### GOAL
Count the lines in the rows below that contain the string "distant", treating uppercase and lowercase letters as distinct. Give only the number.

━━ WORKING DATA

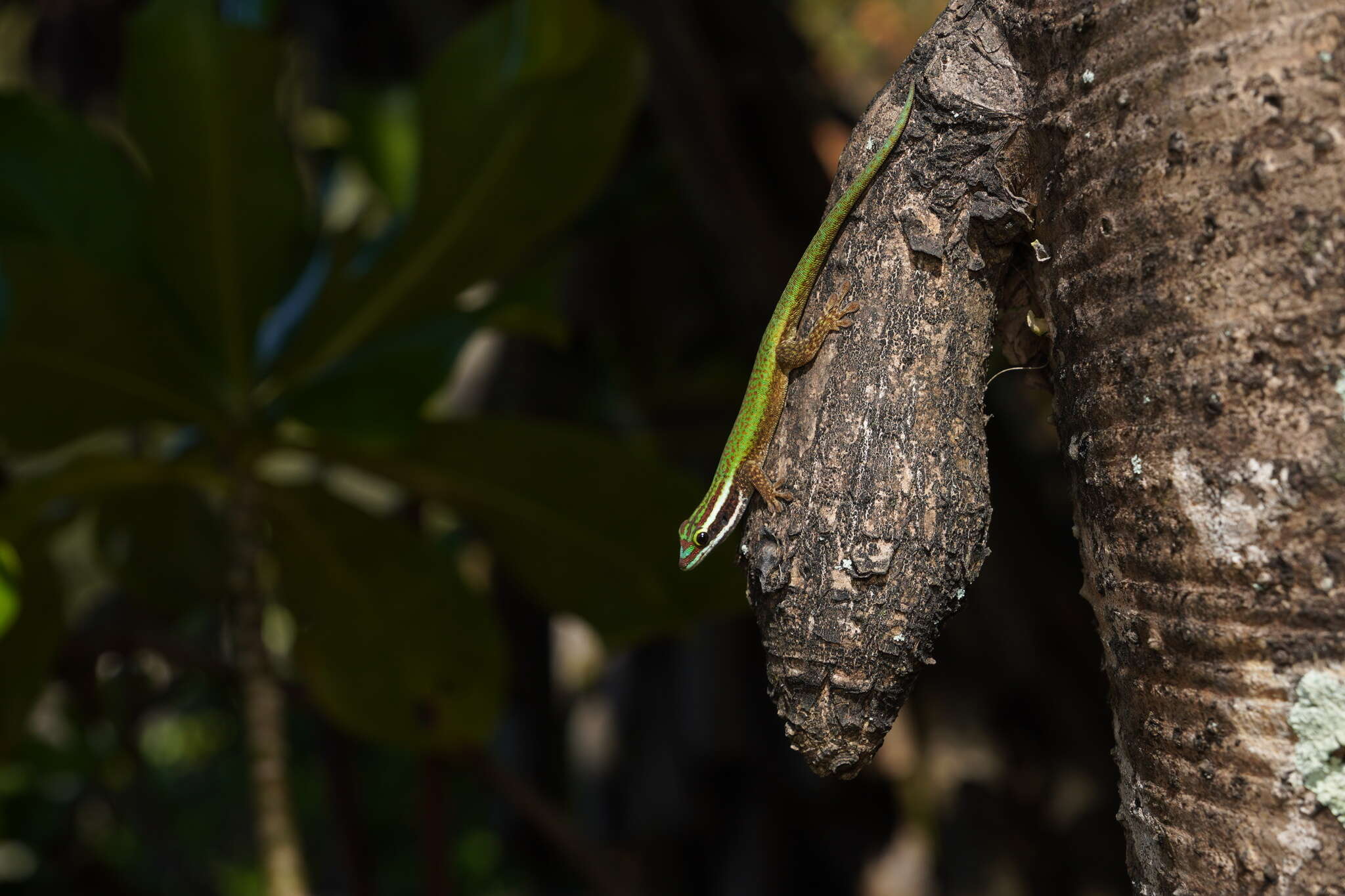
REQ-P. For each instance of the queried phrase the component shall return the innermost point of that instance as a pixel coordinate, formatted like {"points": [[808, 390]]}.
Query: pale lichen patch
{"points": [[1319, 719], [1231, 512]]}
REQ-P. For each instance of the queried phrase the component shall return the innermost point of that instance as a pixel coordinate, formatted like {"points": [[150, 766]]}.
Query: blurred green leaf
{"points": [[164, 544], [228, 230], [527, 305], [389, 641], [99, 214], [385, 137], [84, 350], [9, 594], [586, 524], [24, 503], [376, 394], [29, 648], [522, 117]]}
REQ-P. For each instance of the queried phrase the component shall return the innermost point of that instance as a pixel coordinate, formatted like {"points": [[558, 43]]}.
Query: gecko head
{"points": [[715, 519], [693, 544]]}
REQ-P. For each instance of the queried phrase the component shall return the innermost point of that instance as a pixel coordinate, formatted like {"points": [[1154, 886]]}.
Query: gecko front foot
{"points": [[801, 350], [770, 492]]}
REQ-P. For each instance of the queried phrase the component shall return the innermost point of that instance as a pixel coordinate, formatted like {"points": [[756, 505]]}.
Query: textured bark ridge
{"points": [[1196, 211], [883, 438]]}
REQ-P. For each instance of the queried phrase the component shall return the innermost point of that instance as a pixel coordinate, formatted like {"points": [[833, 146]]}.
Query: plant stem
{"points": [[264, 704]]}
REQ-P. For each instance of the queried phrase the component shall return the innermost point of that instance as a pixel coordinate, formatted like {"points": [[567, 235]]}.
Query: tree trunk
{"points": [[1197, 297], [1183, 168]]}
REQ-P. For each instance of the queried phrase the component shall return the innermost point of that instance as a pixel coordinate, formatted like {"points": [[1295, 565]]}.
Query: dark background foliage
{"points": [[472, 288]]}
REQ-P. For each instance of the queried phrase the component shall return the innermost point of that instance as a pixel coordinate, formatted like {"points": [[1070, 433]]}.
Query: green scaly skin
{"points": [[782, 350]]}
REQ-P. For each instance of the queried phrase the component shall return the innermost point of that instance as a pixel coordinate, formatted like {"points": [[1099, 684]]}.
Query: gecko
{"points": [[782, 350]]}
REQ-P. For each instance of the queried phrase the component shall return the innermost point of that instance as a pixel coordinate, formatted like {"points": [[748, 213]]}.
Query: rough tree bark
{"points": [[1184, 163], [1196, 209], [883, 440]]}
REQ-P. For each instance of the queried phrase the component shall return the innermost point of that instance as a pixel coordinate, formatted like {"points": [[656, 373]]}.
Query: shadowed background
{"points": [[472, 289]]}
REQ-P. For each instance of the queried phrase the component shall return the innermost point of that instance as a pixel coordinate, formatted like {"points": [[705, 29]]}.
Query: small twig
{"points": [[603, 872], [264, 703]]}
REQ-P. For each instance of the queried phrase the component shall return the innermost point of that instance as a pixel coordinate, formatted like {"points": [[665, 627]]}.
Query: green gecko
{"points": [[740, 465]]}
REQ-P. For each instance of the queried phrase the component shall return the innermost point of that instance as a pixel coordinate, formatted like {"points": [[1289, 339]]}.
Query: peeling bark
{"points": [[1197, 296], [883, 438], [1183, 165]]}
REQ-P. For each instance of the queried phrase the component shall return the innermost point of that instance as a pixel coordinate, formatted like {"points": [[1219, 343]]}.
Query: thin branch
{"points": [[264, 704]]}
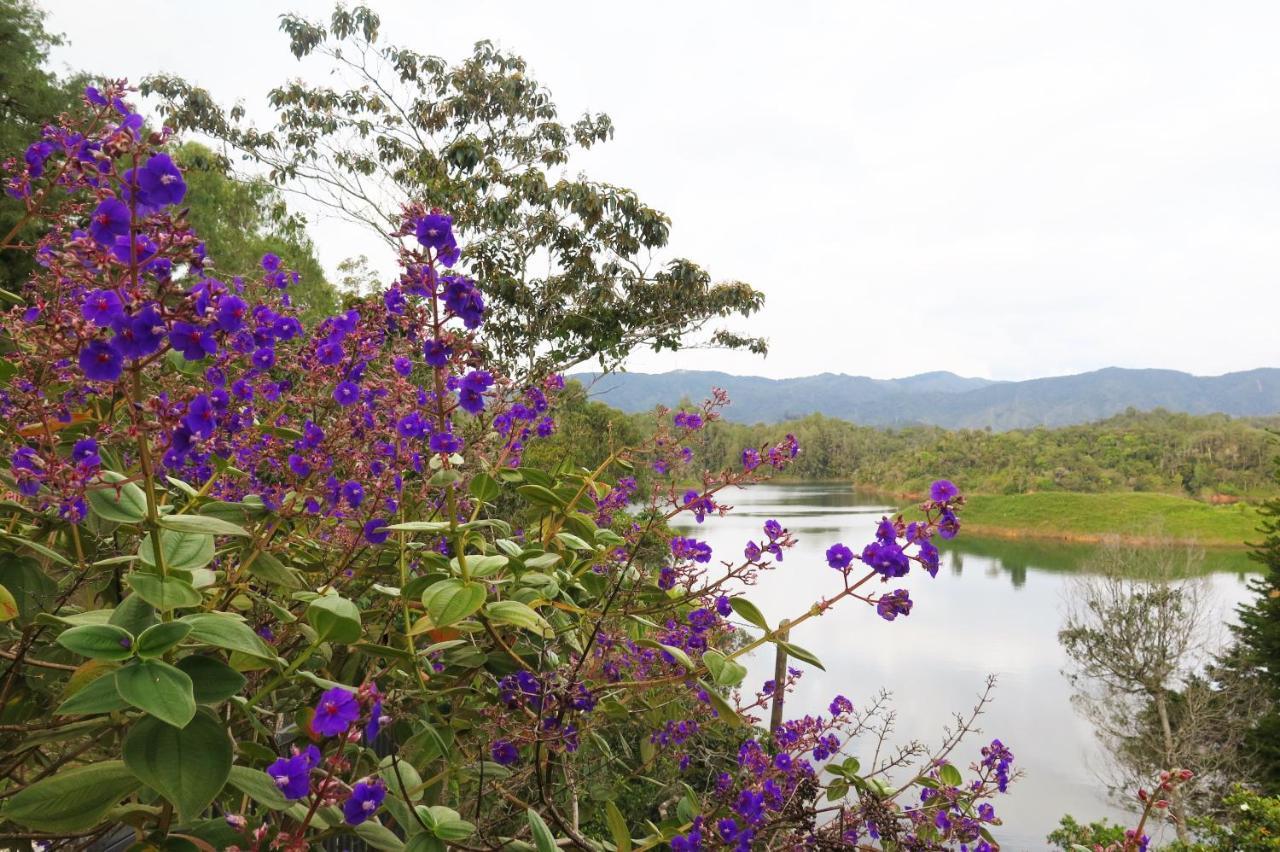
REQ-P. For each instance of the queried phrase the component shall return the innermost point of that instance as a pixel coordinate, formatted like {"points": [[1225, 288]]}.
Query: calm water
{"points": [[995, 608]]}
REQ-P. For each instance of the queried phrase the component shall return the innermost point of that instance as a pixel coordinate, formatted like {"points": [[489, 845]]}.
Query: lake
{"points": [[995, 608]]}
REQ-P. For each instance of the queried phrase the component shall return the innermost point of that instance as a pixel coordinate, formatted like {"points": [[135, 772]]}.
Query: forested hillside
{"points": [[950, 401], [1200, 456]]}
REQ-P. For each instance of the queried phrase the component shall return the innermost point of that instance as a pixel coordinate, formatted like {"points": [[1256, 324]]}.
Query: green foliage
{"points": [[1089, 516], [241, 220], [1249, 823], [1257, 653], [1070, 834], [483, 140], [30, 96], [1188, 454]]}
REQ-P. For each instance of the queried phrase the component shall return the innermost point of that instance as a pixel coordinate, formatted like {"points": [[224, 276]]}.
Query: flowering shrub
{"points": [[266, 583]]}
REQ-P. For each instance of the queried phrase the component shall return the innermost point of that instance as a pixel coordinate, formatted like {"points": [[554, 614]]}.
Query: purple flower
{"points": [[298, 466], [231, 312], [100, 361], [85, 453], [839, 557], [337, 711], [376, 531], [329, 352], [894, 604], [346, 393], [160, 182], [192, 340], [293, 774], [504, 752], [435, 353], [110, 219], [375, 720], [928, 557], [365, 798], [471, 392], [138, 335], [693, 549], [201, 417], [688, 420], [435, 230], [101, 307], [446, 443], [944, 491]]}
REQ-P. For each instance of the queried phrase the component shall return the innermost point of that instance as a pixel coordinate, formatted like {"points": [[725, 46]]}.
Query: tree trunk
{"points": [[1175, 796]]}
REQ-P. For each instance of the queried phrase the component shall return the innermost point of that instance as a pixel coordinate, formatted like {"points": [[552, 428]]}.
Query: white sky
{"points": [[1004, 189]]}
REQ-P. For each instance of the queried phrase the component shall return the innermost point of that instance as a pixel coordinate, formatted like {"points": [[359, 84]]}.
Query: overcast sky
{"points": [[1002, 189]]}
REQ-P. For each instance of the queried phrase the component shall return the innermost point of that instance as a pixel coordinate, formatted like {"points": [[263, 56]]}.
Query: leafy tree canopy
{"points": [[565, 260]]}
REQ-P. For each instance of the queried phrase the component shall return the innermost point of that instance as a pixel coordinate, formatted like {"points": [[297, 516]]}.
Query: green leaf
{"points": [[159, 639], [451, 600], [133, 614], [749, 610], [97, 696], [159, 688], [722, 708], [211, 679], [543, 838], [617, 827], [187, 766], [336, 619], [801, 654], [127, 507], [257, 786], [677, 654], [420, 526], [37, 548], [572, 541], [484, 488], [485, 566], [202, 525], [99, 641], [725, 672], [539, 495], [164, 592], [512, 612], [72, 800], [378, 836], [181, 550], [228, 632], [32, 589], [950, 775]]}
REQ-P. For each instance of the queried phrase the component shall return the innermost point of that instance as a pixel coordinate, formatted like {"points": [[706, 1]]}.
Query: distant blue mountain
{"points": [[947, 399]]}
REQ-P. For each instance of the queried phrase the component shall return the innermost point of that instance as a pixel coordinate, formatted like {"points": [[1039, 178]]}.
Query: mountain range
{"points": [[947, 399]]}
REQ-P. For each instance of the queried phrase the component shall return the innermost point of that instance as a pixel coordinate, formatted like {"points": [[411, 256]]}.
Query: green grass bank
{"points": [[1092, 517]]}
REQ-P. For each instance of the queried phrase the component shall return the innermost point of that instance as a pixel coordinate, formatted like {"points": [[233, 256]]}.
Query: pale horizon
{"points": [[999, 189]]}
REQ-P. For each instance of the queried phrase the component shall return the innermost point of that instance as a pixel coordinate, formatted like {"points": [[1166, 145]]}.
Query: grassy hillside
{"points": [[1088, 517]]}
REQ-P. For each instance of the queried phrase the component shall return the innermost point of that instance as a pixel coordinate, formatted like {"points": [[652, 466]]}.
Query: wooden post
{"points": [[780, 677]]}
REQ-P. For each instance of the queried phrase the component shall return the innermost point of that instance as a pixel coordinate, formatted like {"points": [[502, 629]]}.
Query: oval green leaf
{"points": [[188, 766]]}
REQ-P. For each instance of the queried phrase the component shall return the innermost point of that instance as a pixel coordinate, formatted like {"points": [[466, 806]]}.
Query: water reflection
{"points": [[995, 608]]}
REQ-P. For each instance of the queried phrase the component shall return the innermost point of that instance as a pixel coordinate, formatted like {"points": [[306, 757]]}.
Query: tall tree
{"points": [[1258, 645], [242, 220], [563, 260], [1137, 631], [30, 96]]}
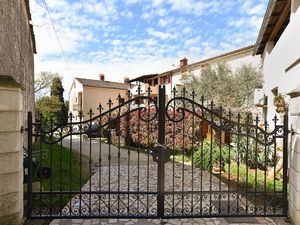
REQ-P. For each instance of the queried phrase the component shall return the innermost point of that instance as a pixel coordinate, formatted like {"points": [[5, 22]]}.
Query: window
{"points": [[122, 100], [155, 100]]}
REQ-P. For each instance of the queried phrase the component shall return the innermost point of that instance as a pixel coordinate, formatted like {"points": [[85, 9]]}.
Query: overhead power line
{"points": [[57, 37]]}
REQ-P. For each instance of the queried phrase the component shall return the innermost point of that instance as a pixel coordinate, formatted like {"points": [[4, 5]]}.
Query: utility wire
{"points": [[57, 37]]}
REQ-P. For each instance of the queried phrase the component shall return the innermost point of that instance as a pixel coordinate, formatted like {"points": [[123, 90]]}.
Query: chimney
{"points": [[183, 62], [102, 77]]}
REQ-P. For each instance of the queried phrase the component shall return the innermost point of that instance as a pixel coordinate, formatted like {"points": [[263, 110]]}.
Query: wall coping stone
{"points": [[294, 93], [9, 82]]}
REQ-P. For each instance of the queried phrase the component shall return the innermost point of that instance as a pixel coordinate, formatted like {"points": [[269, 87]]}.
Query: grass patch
{"points": [[261, 182], [65, 176], [65, 169]]}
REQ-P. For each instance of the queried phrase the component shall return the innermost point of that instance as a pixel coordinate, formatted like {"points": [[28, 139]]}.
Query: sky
{"points": [[129, 38]]}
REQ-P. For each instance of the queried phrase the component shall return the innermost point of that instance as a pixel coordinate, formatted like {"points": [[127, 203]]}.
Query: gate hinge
{"points": [[23, 129]]}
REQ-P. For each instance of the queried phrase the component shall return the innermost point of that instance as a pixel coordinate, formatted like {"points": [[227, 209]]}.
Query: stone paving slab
{"points": [[200, 221]]}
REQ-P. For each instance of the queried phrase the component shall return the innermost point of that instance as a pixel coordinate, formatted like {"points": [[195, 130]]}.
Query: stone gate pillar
{"points": [[294, 157], [11, 152]]}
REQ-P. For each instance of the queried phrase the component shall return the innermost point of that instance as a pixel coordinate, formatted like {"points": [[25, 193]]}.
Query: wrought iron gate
{"points": [[139, 159]]}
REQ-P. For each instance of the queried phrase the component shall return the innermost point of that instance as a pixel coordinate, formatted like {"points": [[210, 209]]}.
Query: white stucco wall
{"points": [[72, 96], [234, 61], [277, 59]]}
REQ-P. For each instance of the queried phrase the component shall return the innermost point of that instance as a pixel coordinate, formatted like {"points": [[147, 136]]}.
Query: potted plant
{"points": [[279, 102]]}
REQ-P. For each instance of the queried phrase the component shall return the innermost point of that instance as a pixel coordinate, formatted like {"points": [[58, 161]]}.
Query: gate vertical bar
{"points": [[161, 142], [285, 162], [29, 192]]}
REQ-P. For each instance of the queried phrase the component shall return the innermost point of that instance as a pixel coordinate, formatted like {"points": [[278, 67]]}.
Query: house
{"points": [[172, 78], [276, 43], [279, 46], [86, 94], [17, 44]]}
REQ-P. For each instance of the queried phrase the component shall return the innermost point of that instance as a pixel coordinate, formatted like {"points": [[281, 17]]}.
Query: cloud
{"points": [[116, 42], [134, 37], [158, 34]]}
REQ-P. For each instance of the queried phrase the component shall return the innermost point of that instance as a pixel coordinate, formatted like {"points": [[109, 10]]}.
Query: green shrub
{"points": [[253, 154], [210, 155]]}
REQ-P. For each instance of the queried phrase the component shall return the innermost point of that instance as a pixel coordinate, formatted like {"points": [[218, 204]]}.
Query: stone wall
{"points": [[11, 160], [16, 99], [17, 47]]}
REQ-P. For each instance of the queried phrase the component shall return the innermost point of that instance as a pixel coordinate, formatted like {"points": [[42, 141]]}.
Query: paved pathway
{"points": [[121, 177], [202, 221]]}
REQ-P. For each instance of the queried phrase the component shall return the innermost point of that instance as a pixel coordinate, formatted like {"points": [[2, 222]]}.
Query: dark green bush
{"points": [[210, 155], [253, 154]]}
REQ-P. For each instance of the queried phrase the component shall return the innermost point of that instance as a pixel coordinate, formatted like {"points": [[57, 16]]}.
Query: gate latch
{"points": [[166, 153]]}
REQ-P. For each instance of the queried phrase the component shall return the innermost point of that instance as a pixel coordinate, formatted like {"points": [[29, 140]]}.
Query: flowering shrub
{"points": [[178, 135]]}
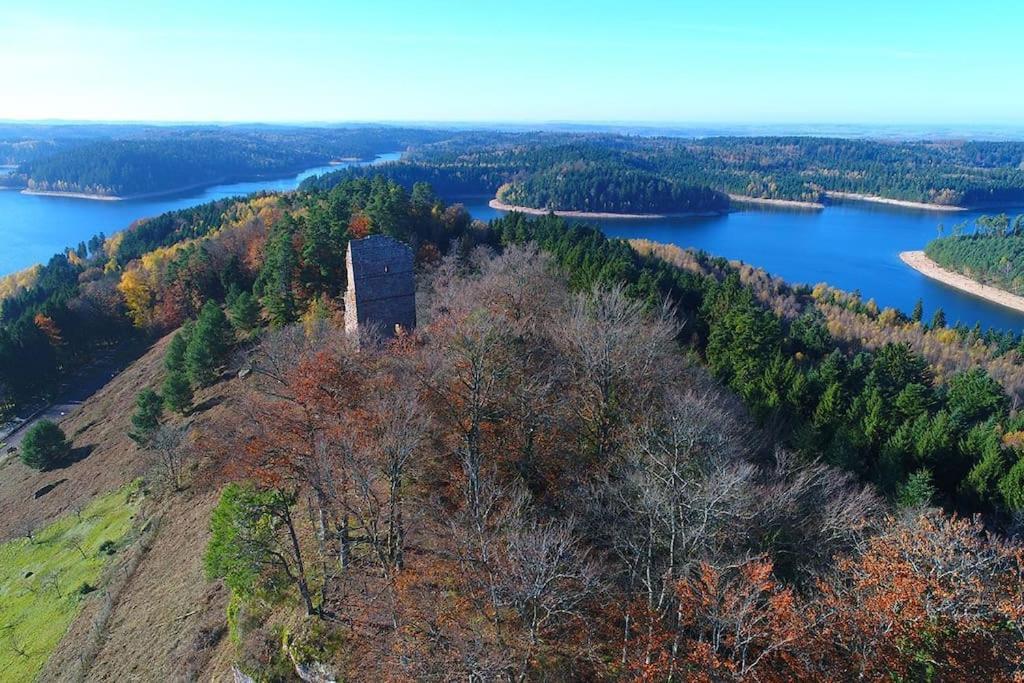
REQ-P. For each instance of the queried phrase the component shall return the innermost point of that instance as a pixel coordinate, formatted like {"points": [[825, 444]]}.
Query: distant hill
{"points": [[153, 160], [603, 172]]}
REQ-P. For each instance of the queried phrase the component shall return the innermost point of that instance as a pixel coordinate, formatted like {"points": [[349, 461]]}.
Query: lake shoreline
{"points": [[184, 188], [926, 266], [778, 204], [498, 205], [904, 204]]}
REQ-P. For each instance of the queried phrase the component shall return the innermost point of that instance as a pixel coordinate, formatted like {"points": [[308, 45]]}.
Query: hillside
{"points": [[607, 444], [147, 161], [636, 174], [165, 615]]}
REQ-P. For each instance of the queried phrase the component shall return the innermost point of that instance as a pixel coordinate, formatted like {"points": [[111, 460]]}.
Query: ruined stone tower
{"points": [[381, 286]]}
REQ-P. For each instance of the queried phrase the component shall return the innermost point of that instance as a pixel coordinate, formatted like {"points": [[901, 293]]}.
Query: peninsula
{"points": [[926, 266]]}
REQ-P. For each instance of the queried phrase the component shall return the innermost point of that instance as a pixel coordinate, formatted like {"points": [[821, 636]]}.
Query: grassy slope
{"points": [[166, 617], [41, 578]]}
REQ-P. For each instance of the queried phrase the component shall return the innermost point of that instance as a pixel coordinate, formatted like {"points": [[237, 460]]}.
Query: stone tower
{"points": [[381, 286]]}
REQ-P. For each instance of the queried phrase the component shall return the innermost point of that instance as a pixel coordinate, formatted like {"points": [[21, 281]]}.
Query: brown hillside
{"points": [[166, 621]]}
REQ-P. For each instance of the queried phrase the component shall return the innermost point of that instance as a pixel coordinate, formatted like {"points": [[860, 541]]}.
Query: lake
{"points": [[849, 246], [34, 227]]}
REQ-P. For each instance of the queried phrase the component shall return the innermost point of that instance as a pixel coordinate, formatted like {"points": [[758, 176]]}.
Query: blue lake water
{"points": [[34, 227], [850, 246]]}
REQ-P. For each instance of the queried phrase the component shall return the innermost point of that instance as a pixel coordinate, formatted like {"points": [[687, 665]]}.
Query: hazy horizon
{"points": [[737, 62]]}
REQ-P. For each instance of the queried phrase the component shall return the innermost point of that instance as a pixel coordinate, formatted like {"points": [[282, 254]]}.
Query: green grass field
{"points": [[45, 580]]}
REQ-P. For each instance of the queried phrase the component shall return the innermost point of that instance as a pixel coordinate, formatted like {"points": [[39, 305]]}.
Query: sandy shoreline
{"points": [[781, 204], [871, 199], [926, 266], [74, 196], [501, 206]]}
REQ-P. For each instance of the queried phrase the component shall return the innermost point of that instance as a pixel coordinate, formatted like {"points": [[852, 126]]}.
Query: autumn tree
{"points": [[254, 544]]}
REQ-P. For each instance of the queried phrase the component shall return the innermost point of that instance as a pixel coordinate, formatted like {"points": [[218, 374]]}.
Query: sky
{"points": [[526, 60]]}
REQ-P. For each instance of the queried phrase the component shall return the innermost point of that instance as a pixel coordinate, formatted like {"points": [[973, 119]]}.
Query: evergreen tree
{"points": [[44, 445], [174, 356], [244, 311], [177, 392], [208, 345], [918, 491], [145, 420], [274, 284]]}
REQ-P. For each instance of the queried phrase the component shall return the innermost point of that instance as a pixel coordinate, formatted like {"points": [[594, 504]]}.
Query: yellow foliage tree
{"points": [[138, 296]]}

━━━━

### CORRECT ANSWER
2